#### RECORDS TO USE ####
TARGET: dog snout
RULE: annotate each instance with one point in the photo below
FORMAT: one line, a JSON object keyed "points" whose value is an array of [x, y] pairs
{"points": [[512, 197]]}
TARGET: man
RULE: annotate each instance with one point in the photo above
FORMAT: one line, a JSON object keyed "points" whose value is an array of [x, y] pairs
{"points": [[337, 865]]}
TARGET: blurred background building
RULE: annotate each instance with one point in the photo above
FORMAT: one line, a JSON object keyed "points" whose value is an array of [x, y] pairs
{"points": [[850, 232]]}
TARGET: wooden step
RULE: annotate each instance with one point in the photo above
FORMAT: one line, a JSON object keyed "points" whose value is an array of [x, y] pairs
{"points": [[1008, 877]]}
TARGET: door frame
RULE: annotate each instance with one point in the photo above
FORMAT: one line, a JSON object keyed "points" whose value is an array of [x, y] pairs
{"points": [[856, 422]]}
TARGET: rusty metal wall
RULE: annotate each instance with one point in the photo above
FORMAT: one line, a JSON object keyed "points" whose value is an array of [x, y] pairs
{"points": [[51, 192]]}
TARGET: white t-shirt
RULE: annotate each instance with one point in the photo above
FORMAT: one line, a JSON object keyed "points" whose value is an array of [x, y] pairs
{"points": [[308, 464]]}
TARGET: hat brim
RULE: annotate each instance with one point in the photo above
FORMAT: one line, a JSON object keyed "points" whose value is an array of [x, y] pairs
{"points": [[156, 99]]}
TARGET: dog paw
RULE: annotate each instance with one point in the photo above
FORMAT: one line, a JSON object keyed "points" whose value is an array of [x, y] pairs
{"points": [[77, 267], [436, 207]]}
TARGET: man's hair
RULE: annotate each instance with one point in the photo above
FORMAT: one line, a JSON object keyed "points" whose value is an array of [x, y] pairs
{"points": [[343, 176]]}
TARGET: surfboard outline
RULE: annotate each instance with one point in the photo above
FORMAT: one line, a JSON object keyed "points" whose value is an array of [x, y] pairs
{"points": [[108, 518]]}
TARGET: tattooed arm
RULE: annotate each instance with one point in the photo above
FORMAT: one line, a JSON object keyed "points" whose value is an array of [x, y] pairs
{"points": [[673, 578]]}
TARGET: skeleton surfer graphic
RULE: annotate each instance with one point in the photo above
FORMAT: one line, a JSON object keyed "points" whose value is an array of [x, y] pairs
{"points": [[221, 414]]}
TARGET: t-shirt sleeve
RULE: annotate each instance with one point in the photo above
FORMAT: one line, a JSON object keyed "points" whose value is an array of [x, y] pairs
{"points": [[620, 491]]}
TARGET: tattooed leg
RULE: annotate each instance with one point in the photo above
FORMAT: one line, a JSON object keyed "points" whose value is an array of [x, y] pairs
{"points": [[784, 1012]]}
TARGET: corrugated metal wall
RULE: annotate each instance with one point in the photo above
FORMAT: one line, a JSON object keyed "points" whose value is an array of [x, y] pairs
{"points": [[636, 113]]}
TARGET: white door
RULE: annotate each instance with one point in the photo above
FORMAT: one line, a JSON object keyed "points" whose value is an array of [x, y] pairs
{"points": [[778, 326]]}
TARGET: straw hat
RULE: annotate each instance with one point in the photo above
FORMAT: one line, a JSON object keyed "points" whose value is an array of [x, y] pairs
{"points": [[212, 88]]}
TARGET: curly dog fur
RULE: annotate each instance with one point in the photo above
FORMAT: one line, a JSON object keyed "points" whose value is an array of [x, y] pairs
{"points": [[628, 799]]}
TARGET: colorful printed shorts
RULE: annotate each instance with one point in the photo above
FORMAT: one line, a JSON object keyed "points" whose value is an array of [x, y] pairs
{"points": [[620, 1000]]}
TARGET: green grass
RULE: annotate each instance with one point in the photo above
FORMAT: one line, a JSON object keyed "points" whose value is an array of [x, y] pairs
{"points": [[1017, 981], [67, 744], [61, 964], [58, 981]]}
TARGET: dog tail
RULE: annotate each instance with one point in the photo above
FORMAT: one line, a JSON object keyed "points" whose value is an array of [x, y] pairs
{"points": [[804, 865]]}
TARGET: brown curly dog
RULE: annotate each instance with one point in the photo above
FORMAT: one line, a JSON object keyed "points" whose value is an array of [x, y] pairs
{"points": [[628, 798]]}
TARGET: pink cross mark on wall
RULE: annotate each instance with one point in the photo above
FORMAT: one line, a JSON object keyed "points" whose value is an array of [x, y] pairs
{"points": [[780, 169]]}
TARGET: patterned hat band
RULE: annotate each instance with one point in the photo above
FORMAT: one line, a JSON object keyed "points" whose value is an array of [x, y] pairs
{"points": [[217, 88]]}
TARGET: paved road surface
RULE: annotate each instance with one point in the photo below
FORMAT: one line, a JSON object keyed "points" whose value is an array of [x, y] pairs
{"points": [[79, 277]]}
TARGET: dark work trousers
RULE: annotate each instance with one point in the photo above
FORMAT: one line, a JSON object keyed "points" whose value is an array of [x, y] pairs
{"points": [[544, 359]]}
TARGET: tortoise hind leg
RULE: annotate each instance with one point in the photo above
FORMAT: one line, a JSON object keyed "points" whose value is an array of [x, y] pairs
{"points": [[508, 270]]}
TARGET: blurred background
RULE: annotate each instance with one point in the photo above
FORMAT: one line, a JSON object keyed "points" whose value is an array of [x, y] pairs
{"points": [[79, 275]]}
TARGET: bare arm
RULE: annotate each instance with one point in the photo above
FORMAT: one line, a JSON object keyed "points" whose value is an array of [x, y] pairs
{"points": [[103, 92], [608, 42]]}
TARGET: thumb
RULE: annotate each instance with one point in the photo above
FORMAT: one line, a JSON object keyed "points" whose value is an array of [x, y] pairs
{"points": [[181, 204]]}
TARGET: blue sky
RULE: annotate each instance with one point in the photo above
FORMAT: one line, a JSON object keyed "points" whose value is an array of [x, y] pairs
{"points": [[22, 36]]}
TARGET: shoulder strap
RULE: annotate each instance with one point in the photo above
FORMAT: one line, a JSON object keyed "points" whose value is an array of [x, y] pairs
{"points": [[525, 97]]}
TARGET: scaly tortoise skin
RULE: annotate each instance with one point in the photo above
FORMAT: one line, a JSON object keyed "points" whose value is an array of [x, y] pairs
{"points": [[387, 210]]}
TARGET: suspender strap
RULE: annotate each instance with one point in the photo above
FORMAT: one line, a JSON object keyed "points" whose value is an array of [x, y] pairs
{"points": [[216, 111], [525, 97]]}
####
**ASSIGNMENT**. All the records above need to be set down again exactly as they were given.

**SOLUTION TO THIS EXERCISE**.
TARGET: dog snout
RULE: annotate each instance with one point in the photo below
FORMAT: one line, a JSON object keyed "points" whose value is an array of [x, y] pairs
{"points": [[512, 197]]}
TARGET: man
RULE: annotate each instance with one point in the photo above
FORMAT: one line, a JSON object keyed "points" whose value is an array of [x, y] pairs
{"points": [[337, 865]]}
TARGET: blurred background building
RULE: annotate each instance with one point in the photo above
FORMAT: one line, a JSON object keyed "points" whose value is an array of [x, y] pairs
{"points": [[850, 232]]}
TARGET: wooden step
RULE: annotate each instance with one point in the photo above
FORMAT: one line, a JSON object keyed "points" whose value is an array of [x, y] pairs
{"points": [[1008, 877]]}
TARGET: door frame
RULE: annotate each instance with one point in the photo above
FORMAT: one line, a JSON object keyed "points" whose value is an array of [x, y] pairs
{"points": [[856, 422]]}
TARGET: rusty metal wall
RULE: annotate each instance with one point in the photo above
FORMAT: one line, a JSON object keyed "points" whose value is an array of [x, y] pairs
{"points": [[51, 192]]}
TARGET: white t-shirt
RULE: annotate each instance with one point in the photo above
FORMAT: one line, a JSON object keyed "points" whose value is an array of [x, y] pairs
{"points": [[308, 464]]}
TARGET: hat brim
RULE: annotate each instance with one point in the photo above
FORMAT: one line, a JSON object keyed "points" whose value is an array of [x, y] pairs
{"points": [[156, 99]]}
TARGET: dog paw
RULE: annotate each instance with one point in the photo above
FORMAT: one line, a JSON object keyed "points" whose value is an array of [x, y] pairs
{"points": [[77, 267], [436, 207]]}
TARGET: man's hair
RULE: annotate each instance with one point in the photo above
FORMAT: one line, a JSON object keyed "points" whose value is an array of [x, y] pairs
{"points": [[343, 176]]}
TARGET: surfboard outline
RULE: annotate each instance with one point in the photo above
FORMAT: one line, a JSON object keyed "points" whose value is an array of [x, y] pairs
{"points": [[108, 518]]}
TARGET: tattooed arm
RULE: annotate each instance with one point in the photo above
FORMAT: one line, a JSON object keyed "points" whose value is an array of [x, y] pairs
{"points": [[673, 578]]}
TARGET: skeleton surfer graphic
RULE: annotate each instance with one point in the photo above
FORMAT: one line, a JSON object keyed "points" whose value is an array of [x, y] pairs
{"points": [[221, 414]]}
TARGET: t-shirt sleeve
RULE: annotate each instance with one point in the photo above
FORMAT: one line, a JSON object keyed "points" whose value is an array of [x, y] pairs
{"points": [[620, 491]]}
TARGET: tattooed leg
RULE: annotate each instance with one point in the photo above
FORMAT: one line, a JSON object keyed "points" whose value is an array of [x, y] pairs
{"points": [[784, 1012]]}
TARGET: corrugated metal wall
RULE: annotate each instance with one point in the photo above
FORMAT: one line, a JSON object keyed "points" whose value is an array of [x, y] pairs
{"points": [[636, 113]]}
TARGET: white door
RULE: annotate each instance with one point in the photo above
FORMAT: one line, a JSON object keyed "points" whose value is an array of [x, y] pairs
{"points": [[778, 326]]}
TARGET: straw hat
RULE: annotate each instance with one point in the photo above
FORMAT: one line, a JSON object keyed "points" whose value is an array of [x, y] pairs
{"points": [[212, 88]]}
TARGET: curly dog fur
RULE: annotate each instance with one point in the photo above
FORMAT: one line, a JSON object keyed "points" whose value is an array of [x, y] pairs
{"points": [[628, 799]]}
TARGET: colorful printed shorts
RULE: annotate each instance with one point in the photo above
FORMAT: one line, a JSON object keyed "points" whose value is an array of [x, y] pairs
{"points": [[620, 1000]]}
TARGET: green grass
RULE: annotate each instance with one point in the photo above
FORMAT: one line, a JSON object keyed "points" whose value is an array of [x, y] pairs
{"points": [[1017, 981], [67, 744], [61, 964], [58, 981]]}
TARGET: dog tail
RULE: annotate each instance with one point in the photo above
FORMAT: one line, a JSON object keyed "points" whose value is an array of [x, y] pairs
{"points": [[804, 865]]}
TARGET: brown curly dog
RULE: annotate each instance with one point in the photo above
FORMAT: one line, a JSON object keyed "points" whose value is an array of [x, y] pairs
{"points": [[628, 798]]}
TARGET: pink cross mark on wall
RULE: annotate each instance with one point in the photo above
FORMAT: one line, a JSON object keyed "points" whose value is an array of [x, y] pairs
{"points": [[780, 169]]}
TARGET: patterned hat band
RULE: annotate each instance with one point in the photo above
FORMAT: one line, a JSON object keyed "points" whose value is an array of [x, y] pairs
{"points": [[217, 88]]}
TARGET: paved road surface
RULE: annotate each instance with one point in the photo below
FORMAT: one line, a JSON object keyed "points" whose value is an array of [x, y] pairs
{"points": [[79, 277]]}
TARGET: dark work trousers
RULE: annotate each instance with one point in the photo above
FORMAT: one line, a JSON object keyed "points" whose value is an array of [x, y] pairs
{"points": [[544, 359]]}
TARGET: tortoise hind leg
RULE: annotate each instance with one point in the photo above
FORMAT: one line, a JSON object keyed "points" whose value is an array of [x, y] pairs
{"points": [[508, 270]]}
TARGET: blurred background
RULE: annotate each instance with one point in the photo above
FORMAT: one line, a JSON object keyed "points" whose value is an array of [x, y] pairs
{"points": [[79, 275]]}
TARGET: bare arm
RULE: annotate each instance with one point in the photo above
FORMAT: one line, a JSON object keyed "points" whose value is an array of [x, y] pairs
{"points": [[103, 92], [608, 42]]}
TARGET: thumb
RULE: annotate each instance with one point in the photo above
FORMAT: one line, a JSON object keyed "points" whose value is an array of [x, y] pairs
{"points": [[181, 204]]}
TARGET: blue sky
RULE: annotate each instance with one point in the photo above
FORMAT: one line, a JSON object keyed "points" whose value is an array of [x, y] pairs
{"points": [[22, 36]]}
TARGET: shoulder strap
RULE: annotate each instance with one point in the photo above
FORMAT: one line, a JSON object keyed "points" whose value is an array of [x, y] pairs
{"points": [[525, 97]]}
TARGET: scaly tortoise skin
RULE: annotate each instance with one point in the photo above
FORMAT: one line, a JSON object keyed "points" whose value is an array of [x, y] pairs
{"points": [[387, 210]]}
TARGET: suspender strap
RULE: annotate each instance with one point in the photo above
FORMAT: one line, a JSON object keyed "points" whose value is an array of [x, y] pairs
{"points": [[216, 111], [525, 97]]}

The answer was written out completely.